— BEGIN —
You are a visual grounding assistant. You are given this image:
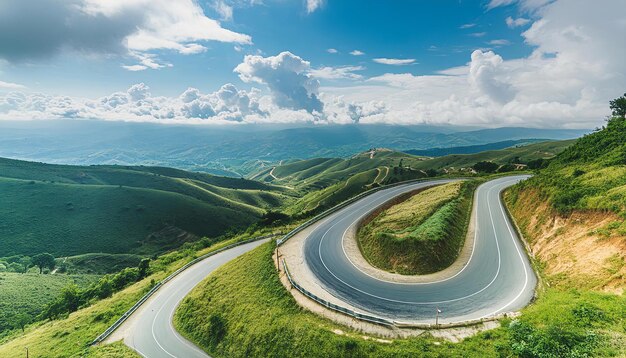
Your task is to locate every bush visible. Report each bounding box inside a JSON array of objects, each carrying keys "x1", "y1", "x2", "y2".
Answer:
[{"x1": 472, "y1": 161, "x2": 499, "y2": 173}]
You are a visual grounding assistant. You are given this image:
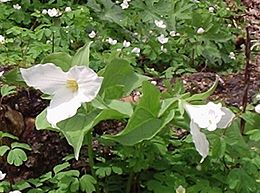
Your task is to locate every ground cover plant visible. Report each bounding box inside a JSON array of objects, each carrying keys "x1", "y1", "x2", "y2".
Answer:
[{"x1": 0, "y1": 0, "x2": 260, "y2": 193}]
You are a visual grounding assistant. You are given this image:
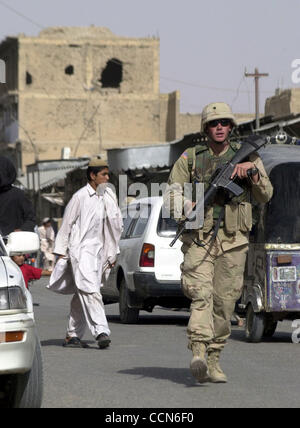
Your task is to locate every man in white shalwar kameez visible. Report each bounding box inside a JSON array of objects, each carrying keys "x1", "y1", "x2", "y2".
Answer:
[{"x1": 48, "y1": 159, "x2": 123, "y2": 349}]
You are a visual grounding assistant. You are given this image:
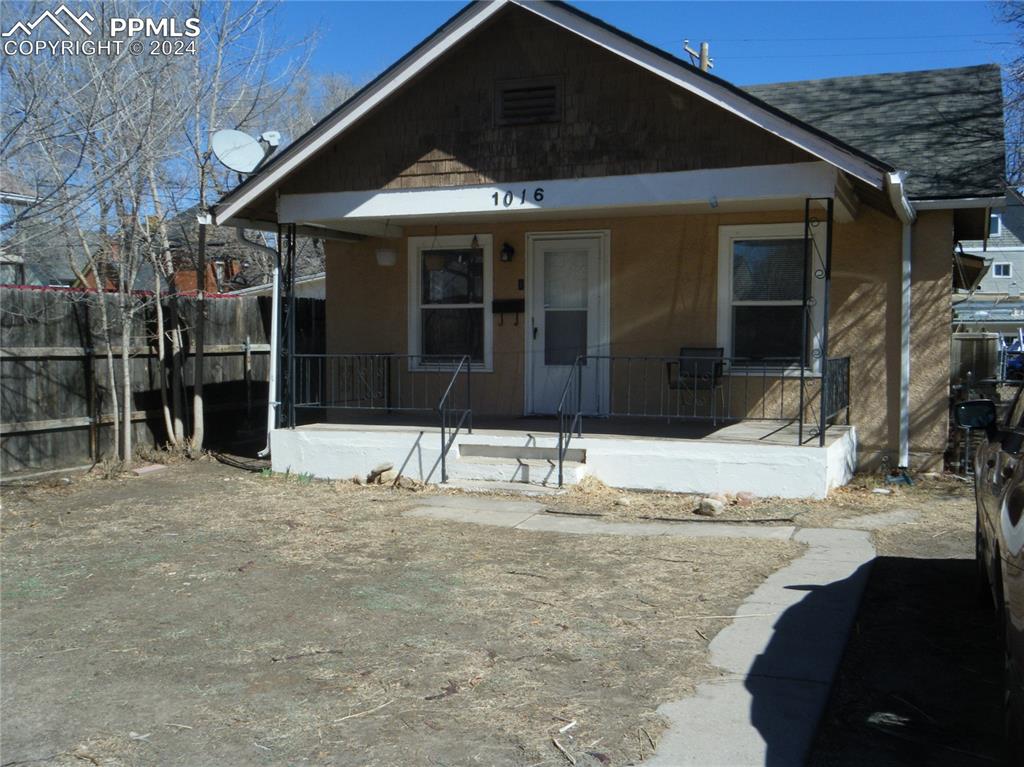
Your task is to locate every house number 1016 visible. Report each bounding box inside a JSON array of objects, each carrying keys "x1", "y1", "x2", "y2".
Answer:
[{"x1": 490, "y1": 186, "x2": 544, "y2": 208}]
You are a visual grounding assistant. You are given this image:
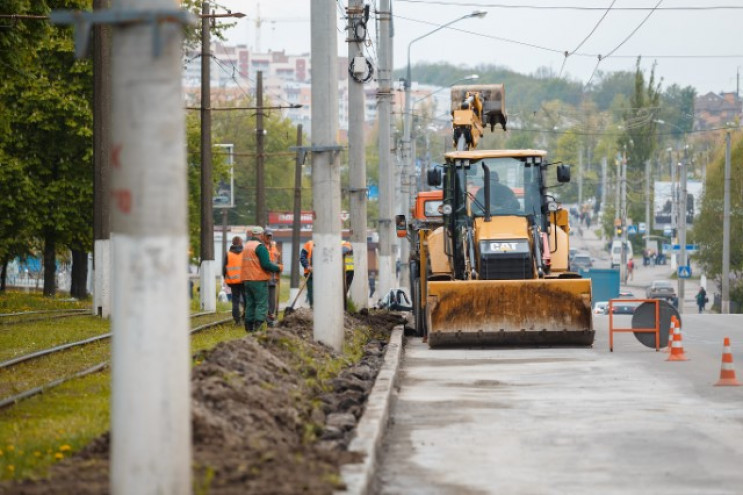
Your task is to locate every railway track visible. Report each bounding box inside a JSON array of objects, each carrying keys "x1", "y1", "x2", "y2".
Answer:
[
  {"x1": 0, "y1": 308, "x2": 91, "y2": 326},
  {"x1": 0, "y1": 312, "x2": 232, "y2": 409}
]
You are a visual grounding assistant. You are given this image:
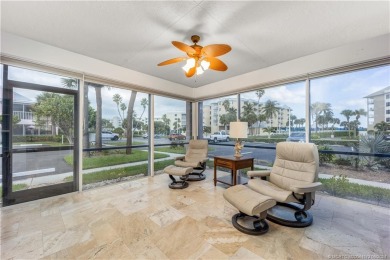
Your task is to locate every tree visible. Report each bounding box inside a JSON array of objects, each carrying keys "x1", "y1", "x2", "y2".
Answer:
[
  {"x1": 340, "y1": 109, "x2": 355, "y2": 137},
  {"x1": 263, "y1": 99, "x2": 279, "y2": 124},
  {"x1": 161, "y1": 114, "x2": 171, "y2": 135},
  {"x1": 255, "y1": 89, "x2": 266, "y2": 134},
  {"x1": 374, "y1": 121, "x2": 390, "y2": 133},
  {"x1": 126, "y1": 90, "x2": 137, "y2": 154},
  {"x1": 0, "y1": 116, "x2": 21, "y2": 127},
  {"x1": 203, "y1": 126, "x2": 211, "y2": 134},
  {"x1": 329, "y1": 117, "x2": 340, "y2": 134},
  {"x1": 32, "y1": 92, "x2": 74, "y2": 144},
  {"x1": 354, "y1": 108, "x2": 367, "y2": 136},
  {"x1": 241, "y1": 101, "x2": 257, "y2": 135},
  {"x1": 154, "y1": 121, "x2": 169, "y2": 134},
  {"x1": 135, "y1": 98, "x2": 149, "y2": 128},
  {"x1": 310, "y1": 102, "x2": 333, "y2": 133},
  {"x1": 112, "y1": 94, "x2": 126, "y2": 122}
]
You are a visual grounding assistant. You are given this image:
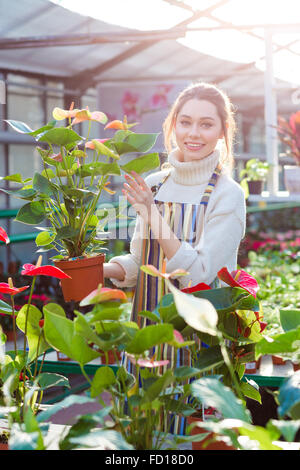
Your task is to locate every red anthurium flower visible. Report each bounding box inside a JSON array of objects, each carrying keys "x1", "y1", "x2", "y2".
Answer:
[
  {"x1": 125, "y1": 353, "x2": 170, "y2": 369},
  {"x1": 80, "y1": 284, "x2": 127, "y2": 307},
  {"x1": 173, "y1": 330, "x2": 184, "y2": 343},
  {"x1": 141, "y1": 261, "x2": 188, "y2": 279},
  {"x1": 104, "y1": 119, "x2": 128, "y2": 131},
  {"x1": 85, "y1": 139, "x2": 109, "y2": 150},
  {"x1": 218, "y1": 268, "x2": 259, "y2": 297},
  {"x1": 21, "y1": 264, "x2": 71, "y2": 279},
  {"x1": 52, "y1": 102, "x2": 79, "y2": 121},
  {"x1": 0, "y1": 227, "x2": 9, "y2": 244},
  {"x1": 103, "y1": 181, "x2": 116, "y2": 194},
  {"x1": 0, "y1": 282, "x2": 30, "y2": 295},
  {"x1": 181, "y1": 282, "x2": 211, "y2": 294},
  {"x1": 19, "y1": 372, "x2": 29, "y2": 382}
]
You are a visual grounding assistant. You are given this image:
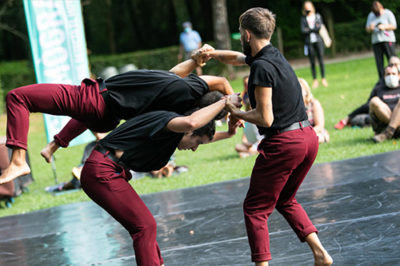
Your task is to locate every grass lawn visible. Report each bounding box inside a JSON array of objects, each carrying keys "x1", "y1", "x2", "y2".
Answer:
[{"x1": 0, "y1": 55, "x2": 399, "y2": 216}]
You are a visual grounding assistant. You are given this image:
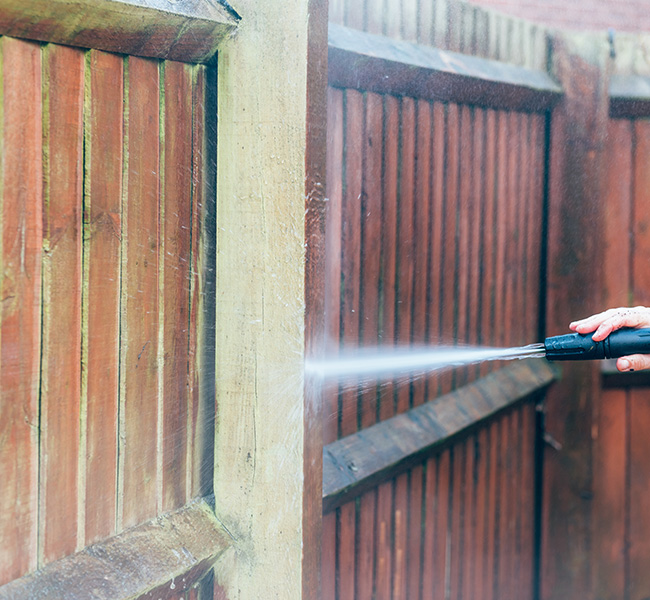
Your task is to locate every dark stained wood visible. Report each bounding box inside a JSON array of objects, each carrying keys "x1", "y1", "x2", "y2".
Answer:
[
  {"x1": 323, "y1": 360, "x2": 556, "y2": 512},
  {"x1": 541, "y1": 35, "x2": 609, "y2": 600},
  {"x1": 375, "y1": 91, "x2": 399, "y2": 600},
  {"x1": 426, "y1": 102, "x2": 446, "y2": 399},
  {"x1": 321, "y1": 88, "x2": 343, "y2": 600},
  {"x1": 329, "y1": 24, "x2": 561, "y2": 111},
  {"x1": 609, "y1": 74, "x2": 650, "y2": 119},
  {"x1": 439, "y1": 104, "x2": 460, "y2": 394},
  {"x1": 120, "y1": 58, "x2": 162, "y2": 527},
  {"x1": 411, "y1": 100, "x2": 432, "y2": 406},
  {"x1": 301, "y1": 0, "x2": 328, "y2": 600},
  {"x1": 83, "y1": 51, "x2": 124, "y2": 543},
  {"x1": 0, "y1": 0, "x2": 240, "y2": 62},
  {"x1": 0, "y1": 500, "x2": 232, "y2": 600},
  {"x1": 479, "y1": 110, "x2": 498, "y2": 375},
  {"x1": 592, "y1": 119, "x2": 628, "y2": 598},
  {"x1": 188, "y1": 66, "x2": 217, "y2": 500},
  {"x1": 628, "y1": 120, "x2": 650, "y2": 600},
  {"x1": 0, "y1": 38, "x2": 43, "y2": 584},
  {"x1": 160, "y1": 61, "x2": 192, "y2": 511},
  {"x1": 624, "y1": 389, "x2": 650, "y2": 600},
  {"x1": 356, "y1": 89, "x2": 383, "y2": 600},
  {"x1": 39, "y1": 46, "x2": 85, "y2": 563}
]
— END —
OBJECTIVE.
Leave the pictures out and copy the rest of the data exactly.

ANSWER FOR THIS EXERCISE.
You are a visual grounding assistant. You are given this image:
Your task is to locate every bush visible. Report each bounding box inside a JSON array of objects, each carrying keys "x1", "y1", "x2", "y2".
Answer:
[{"x1": 472, "y1": 161, "x2": 499, "y2": 173}]
You are a visual grounding assistant. You are given this image:
Your task is to locate every ground cover plant visible. Report each bounding box inside a JSON array of objects, each carrying keys "x1", "y1", "x2", "y2".
Answer:
[{"x1": 0, "y1": 0, "x2": 260, "y2": 193}]
You are a visual grounding assistant. You are given this image:
Your task is to locate every man in white shalwar kameez visible. Report each bounding box inside a JSON array of objects, each carrying keys "x1", "y1", "x2", "y2".
Answer:
[{"x1": 48, "y1": 159, "x2": 123, "y2": 349}]
You are a visual grounding assistant. You are given this image:
Your task is to locate every house number 1016 visible. Report each bounding box inside a JSON array of objects, each carrying keys "x1", "y1", "x2", "y2".
Answer:
[{"x1": 490, "y1": 186, "x2": 544, "y2": 208}]
You are a visual grounding assistant. You are given this image:
Your task is to locate every railway track visible. Report each bounding box inside a JSON array of objects, each carrying keys "x1", "y1", "x2", "y2".
Answer:
[
  {"x1": 0, "y1": 308, "x2": 91, "y2": 326},
  {"x1": 0, "y1": 312, "x2": 232, "y2": 409}
]
You are a visual grounding assistant. You are given this image:
Your task is to locate every tree visible. Report each bounding box inside a JSON array of objects, each carrying keys "x1", "y1", "x2", "y2".
Answer:
[
  {"x1": 340, "y1": 109, "x2": 355, "y2": 137},
  {"x1": 263, "y1": 99, "x2": 279, "y2": 124},
  {"x1": 161, "y1": 114, "x2": 171, "y2": 135},
  {"x1": 255, "y1": 89, "x2": 266, "y2": 134},
  {"x1": 374, "y1": 121, "x2": 390, "y2": 133},
  {"x1": 126, "y1": 90, "x2": 137, "y2": 154},
  {"x1": 0, "y1": 116, "x2": 21, "y2": 127},
  {"x1": 203, "y1": 126, "x2": 211, "y2": 134},
  {"x1": 329, "y1": 117, "x2": 340, "y2": 134},
  {"x1": 32, "y1": 92, "x2": 74, "y2": 144},
  {"x1": 354, "y1": 108, "x2": 367, "y2": 136},
  {"x1": 241, "y1": 101, "x2": 257, "y2": 135},
  {"x1": 154, "y1": 121, "x2": 169, "y2": 134},
  {"x1": 135, "y1": 98, "x2": 149, "y2": 128},
  {"x1": 310, "y1": 102, "x2": 333, "y2": 133},
  {"x1": 112, "y1": 94, "x2": 126, "y2": 122}
]
You are a visual grounding assistant. You are given this image:
Your task is to locate every red anthurium flower visible. Report each bounding box inside a JSON array of objects, each carrying keys "x1", "y1", "x2", "y2".
Answer:
[
  {"x1": 125, "y1": 353, "x2": 170, "y2": 369},
  {"x1": 80, "y1": 284, "x2": 127, "y2": 307},
  {"x1": 173, "y1": 330, "x2": 184, "y2": 343},
  {"x1": 141, "y1": 261, "x2": 188, "y2": 279},
  {"x1": 104, "y1": 119, "x2": 128, "y2": 131},
  {"x1": 85, "y1": 139, "x2": 109, "y2": 150},
  {"x1": 218, "y1": 268, "x2": 259, "y2": 297},
  {"x1": 21, "y1": 264, "x2": 71, "y2": 279},
  {"x1": 52, "y1": 102, "x2": 79, "y2": 121},
  {"x1": 0, "y1": 227, "x2": 9, "y2": 244},
  {"x1": 103, "y1": 181, "x2": 116, "y2": 194},
  {"x1": 0, "y1": 282, "x2": 30, "y2": 295},
  {"x1": 181, "y1": 282, "x2": 211, "y2": 294},
  {"x1": 19, "y1": 372, "x2": 29, "y2": 382}
]
You are a visual grounding assistant. You are given this image:
Your task is to locate every grass lawn visible. Report each bounding box inside a JSON array of objects, each carrying keys "x1", "y1", "x2", "y2".
Answer:
[{"x1": 0, "y1": 55, "x2": 399, "y2": 216}]
You are a visual grounding assistant. You are given this image:
Your task is to locate every dark stained wood visible. Report each bounding box inside a JSON array of objects, each carrying keys "x1", "y1", "x2", "y2".
Answer:
[
  {"x1": 323, "y1": 360, "x2": 556, "y2": 512},
  {"x1": 541, "y1": 35, "x2": 609, "y2": 600},
  {"x1": 375, "y1": 91, "x2": 399, "y2": 600},
  {"x1": 426, "y1": 102, "x2": 446, "y2": 399},
  {"x1": 321, "y1": 88, "x2": 343, "y2": 600},
  {"x1": 329, "y1": 24, "x2": 561, "y2": 111},
  {"x1": 609, "y1": 74, "x2": 650, "y2": 119},
  {"x1": 439, "y1": 104, "x2": 460, "y2": 394},
  {"x1": 120, "y1": 58, "x2": 162, "y2": 527},
  {"x1": 411, "y1": 100, "x2": 432, "y2": 406},
  {"x1": 301, "y1": 0, "x2": 328, "y2": 600},
  {"x1": 83, "y1": 51, "x2": 124, "y2": 543},
  {"x1": 0, "y1": 0, "x2": 240, "y2": 62},
  {"x1": 0, "y1": 500, "x2": 232, "y2": 600},
  {"x1": 479, "y1": 110, "x2": 498, "y2": 375},
  {"x1": 592, "y1": 119, "x2": 628, "y2": 598},
  {"x1": 188, "y1": 66, "x2": 217, "y2": 500},
  {"x1": 628, "y1": 120, "x2": 650, "y2": 600},
  {"x1": 0, "y1": 38, "x2": 43, "y2": 584},
  {"x1": 160, "y1": 61, "x2": 192, "y2": 511},
  {"x1": 624, "y1": 389, "x2": 650, "y2": 600},
  {"x1": 356, "y1": 89, "x2": 383, "y2": 600},
  {"x1": 39, "y1": 46, "x2": 85, "y2": 563}
]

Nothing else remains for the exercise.